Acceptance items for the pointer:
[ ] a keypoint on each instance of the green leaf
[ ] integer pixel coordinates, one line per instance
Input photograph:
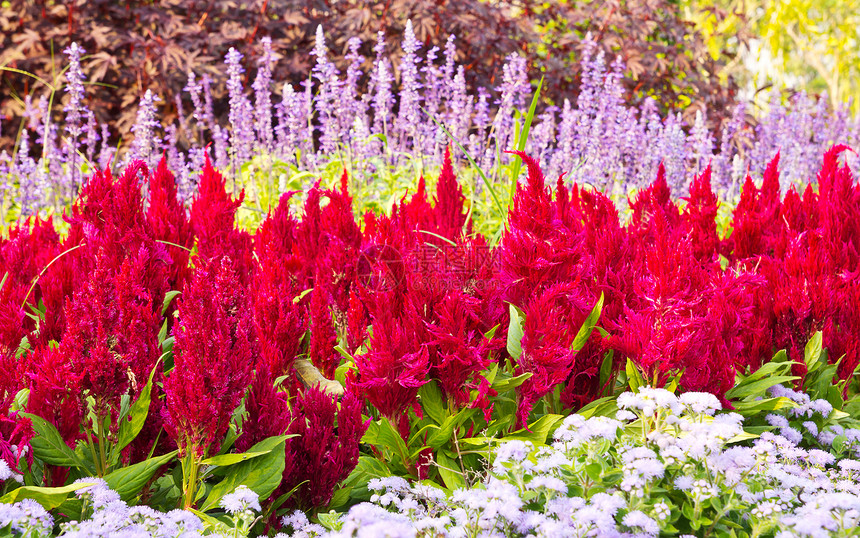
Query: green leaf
(522, 139)
(128, 481)
(606, 370)
(382, 434)
(449, 471)
(310, 376)
(757, 388)
(487, 183)
(538, 430)
(129, 429)
(49, 498)
(751, 408)
(634, 378)
(431, 401)
(492, 332)
(510, 383)
(48, 445)
(602, 407)
(812, 352)
(226, 460)
(168, 298)
(261, 474)
(515, 332)
(446, 429)
(839, 443)
(588, 326)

========================================

### REQUIREMENT
Reproduce every item above verbatim, omitting the picture.

### RESULT OF THIS EXERCISE
Acceptance items for the pointer:
[ ] a keypoint on each instance of the green leaf
[ ] integer pixel coordinates, one line per instance
Input photograph:
Query: green leaf
(522, 139)
(128, 481)
(606, 370)
(382, 434)
(449, 471)
(310, 376)
(757, 388)
(487, 183)
(538, 430)
(129, 429)
(49, 498)
(751, 408)
(634, 378)
(431, 401)
(492, 332)
(510, 383)
(48, 445)
(602, 407)
(812, 352)
(226, 460)
(168, 298)
(261, 474)
(515, 332)
(446, 429)
(839, 443)
(588, 326)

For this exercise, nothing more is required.